------ Available data ------

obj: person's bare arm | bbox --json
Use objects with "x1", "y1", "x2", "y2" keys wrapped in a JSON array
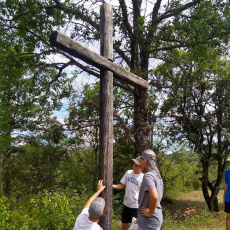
[
  {"x1": 224, "y1": 183, "x2": 228, "y2": 204},
  {"x1": 112, "y1": 183, "x2": 125, "y2": 189},
  {"x1": 140, "y1": 188, "x2": 158, "y2": 217},
  {"x1": 84, "y1": 180, "x2": 105, "y2": 208}
]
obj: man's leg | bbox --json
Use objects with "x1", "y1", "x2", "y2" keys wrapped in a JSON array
[
  {"x1": 226, "y1": 213, "x2": 230, "y2": 230},
  {"x1": 121, "y1": 205, "x2": 135, "y2": 230},
  {"x1": 121, "y1": 205, "x2": 130, "y2": 230},
  {"x1": 122, "y1": 223, "x2": 129, "y2": 230}
]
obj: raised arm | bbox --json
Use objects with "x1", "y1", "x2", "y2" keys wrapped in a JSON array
[
  {"x1": 84, "y1": 180, "x2": 106, "y2": 208},
  {"x1": 224, "y1": 183, "x2": 228, "y2": 204}
]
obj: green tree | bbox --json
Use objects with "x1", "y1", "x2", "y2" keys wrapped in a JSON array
[
  {"x1": 1, "y1": 0, "x2": 230, "y2": 156},
  {"x1": 1, "y1": 0, "x2": 230, "y2": 212},
  {"x1": 0, "y1": 43, "x2": 73, "y2": 196},
  {"x1": 10, "y1": 140, "x2": 66, "y2": 195},
  {"x1": 154, "y1": 47, "x2": 230, "y2": 211}
]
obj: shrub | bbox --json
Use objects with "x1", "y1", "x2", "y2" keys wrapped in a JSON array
[{"x1": 0, "y1": 189, "x2": 88, "y2": 230}]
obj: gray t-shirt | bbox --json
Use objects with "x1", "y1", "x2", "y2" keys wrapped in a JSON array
[{"x1": 137, "y1": 171, "x2": 163, "y2": 229}]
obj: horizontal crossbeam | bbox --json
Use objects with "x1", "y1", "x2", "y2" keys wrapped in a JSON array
[{"x1": 50, "y1": 31, "x2": 149, "y2": 90}]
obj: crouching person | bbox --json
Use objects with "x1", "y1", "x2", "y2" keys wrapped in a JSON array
[{"x1": 73, "y1": 180, "x2": 106, "y2": 230}]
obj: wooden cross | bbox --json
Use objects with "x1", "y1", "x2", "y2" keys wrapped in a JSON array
[{"x1": 50, "y1": 3, "x2": 148, "y2": 229}]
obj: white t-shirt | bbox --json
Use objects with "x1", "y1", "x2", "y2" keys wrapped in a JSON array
[
  {"x1": 120, "y1": 170, "x2": 144, "y2": 208},
  {"x1": 73, "y1": 208, "x2": 103, "y2": 230}
]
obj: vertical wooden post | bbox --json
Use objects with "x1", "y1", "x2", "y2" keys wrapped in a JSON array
[{"x1": 98, "y1": 3, "x2": 113, "y2": 230}]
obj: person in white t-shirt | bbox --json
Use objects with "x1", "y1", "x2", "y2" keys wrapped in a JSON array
[
  {"x1": 113, "y1": 156, "x2": 143, "y2": 230},
  {"x1": 73, "y1": 180, "x2": 106, "y2": 230}
]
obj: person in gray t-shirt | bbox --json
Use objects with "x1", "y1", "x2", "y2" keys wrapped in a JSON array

------

→ Task requirements
Tell me how many lines of the records include the word "gray", replying with the number alone.

→ Task solution
2